═══ RECORDED INFORMATION ═══

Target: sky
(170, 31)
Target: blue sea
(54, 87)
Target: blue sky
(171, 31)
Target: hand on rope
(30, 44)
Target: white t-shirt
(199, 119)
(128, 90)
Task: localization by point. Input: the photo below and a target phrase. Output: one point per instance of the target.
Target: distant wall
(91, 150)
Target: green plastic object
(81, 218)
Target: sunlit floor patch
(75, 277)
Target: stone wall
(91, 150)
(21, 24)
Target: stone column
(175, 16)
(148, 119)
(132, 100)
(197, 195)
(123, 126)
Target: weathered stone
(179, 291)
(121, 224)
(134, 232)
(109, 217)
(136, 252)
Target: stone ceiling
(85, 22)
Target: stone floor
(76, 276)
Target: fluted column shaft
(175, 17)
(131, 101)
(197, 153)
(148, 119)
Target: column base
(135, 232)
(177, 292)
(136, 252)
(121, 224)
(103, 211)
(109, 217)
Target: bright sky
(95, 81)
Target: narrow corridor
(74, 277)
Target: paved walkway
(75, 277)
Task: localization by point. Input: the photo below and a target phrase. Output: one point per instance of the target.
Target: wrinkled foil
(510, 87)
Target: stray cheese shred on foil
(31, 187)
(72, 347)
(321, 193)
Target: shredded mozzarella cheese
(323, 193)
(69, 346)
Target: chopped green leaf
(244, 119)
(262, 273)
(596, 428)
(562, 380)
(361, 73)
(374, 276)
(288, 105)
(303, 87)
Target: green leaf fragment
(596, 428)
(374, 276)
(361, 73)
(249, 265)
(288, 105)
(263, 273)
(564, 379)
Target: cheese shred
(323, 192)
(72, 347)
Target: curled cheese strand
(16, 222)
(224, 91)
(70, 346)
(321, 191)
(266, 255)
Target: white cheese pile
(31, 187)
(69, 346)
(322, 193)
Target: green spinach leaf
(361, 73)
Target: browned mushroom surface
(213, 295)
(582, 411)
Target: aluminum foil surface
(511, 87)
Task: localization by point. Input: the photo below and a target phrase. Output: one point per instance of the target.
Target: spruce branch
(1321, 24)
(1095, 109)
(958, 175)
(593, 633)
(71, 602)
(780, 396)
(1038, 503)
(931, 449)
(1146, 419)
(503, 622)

═══

PROMPT: Word for word, repeat every line of the data.

FINAL ANSWER:
Target: sky
(170, 31)
Target: blue sea
(54, 87)
Target: blue sky
(171, 31)
Target: hand on rope
(30, 44)
Target: white t-shirt
(199, 119)
(128, 90)
Task: localization by point. Input: the photo below and a target phrase. Output: one point per instance of the target.
Target: distant wall
(91, 150)
Target: green plastic object
(81, 218)
Target: sunlit floor patch
(75, 277)
Target: stone wall
(91, 150)
(21, 24)
Target: stone column
(175, 16)
(148, 119)
(132, 100)
(197, 195)
(123, 126)
Target: weathered stone
(179, 291)
(121, 224)
(134, 232)
(109, 217)
(136, 252)
Target: stone ceiling
(85, 22)
Target: stone floor
(76, 276)
Target: fluted column shaft
(175, 17)
(131, 101)
(197, 153)
(148, 119)
Target: column base
(135, 232)
(177, 292)
(136, 252)
(121, 224)
(103, 211)
(109, 217)
Target: bright sky
(95, 81)
Target: narrow corridor
(74, 277)
Target: paved walkway
(75, 277)
Task: localization by point. Input: the photo below and a target phrase. Output: one point per instance of the target.
Target: wrinkled foil
(510, 87)
Target: stray cheese shred on foil
(31, 187)
(72, 347)
(321, 193)
Target: shredded mozzarella cheese
(323, 193)
(69, 346)
Target: chopped green leaf
(244, 119)
(262, 273)
(596, 428)
(562, 380)
(361, 73)
(374, 276)
(288, 105)
(303, 87)
Target: green leaf fragment
(596, 428)
(374, 276)
(361, 73)
(249, 265)
(288, 105)
(263, 273)
(564, 379)
Target: cheese shred
(323, 192)
(72, 347)
Target: curled cheese strand
(16, 222)
(224, 91)
(70, 346)
(321, 191)
(266, 255)
Target: white cheese pile
(31, 187)
(69, 346)
(322, 193)
Target: green spinach leaf
(361, 73)
Target: browned mushroom surface
(213, 295)
(582, 411)
Target: aluminum foil surface
(511, 87)
Task: localization by point. Input: the photo below and a target phrase. Output: one point per instance of the target.
Target: spruce branch
(1321, 24)
(1095, 109)
(958, 175)
(593, 633)
(71, 602)
(780, 396)
(1038, 503)
(931, 449)
(1146, 419)
(503, 622)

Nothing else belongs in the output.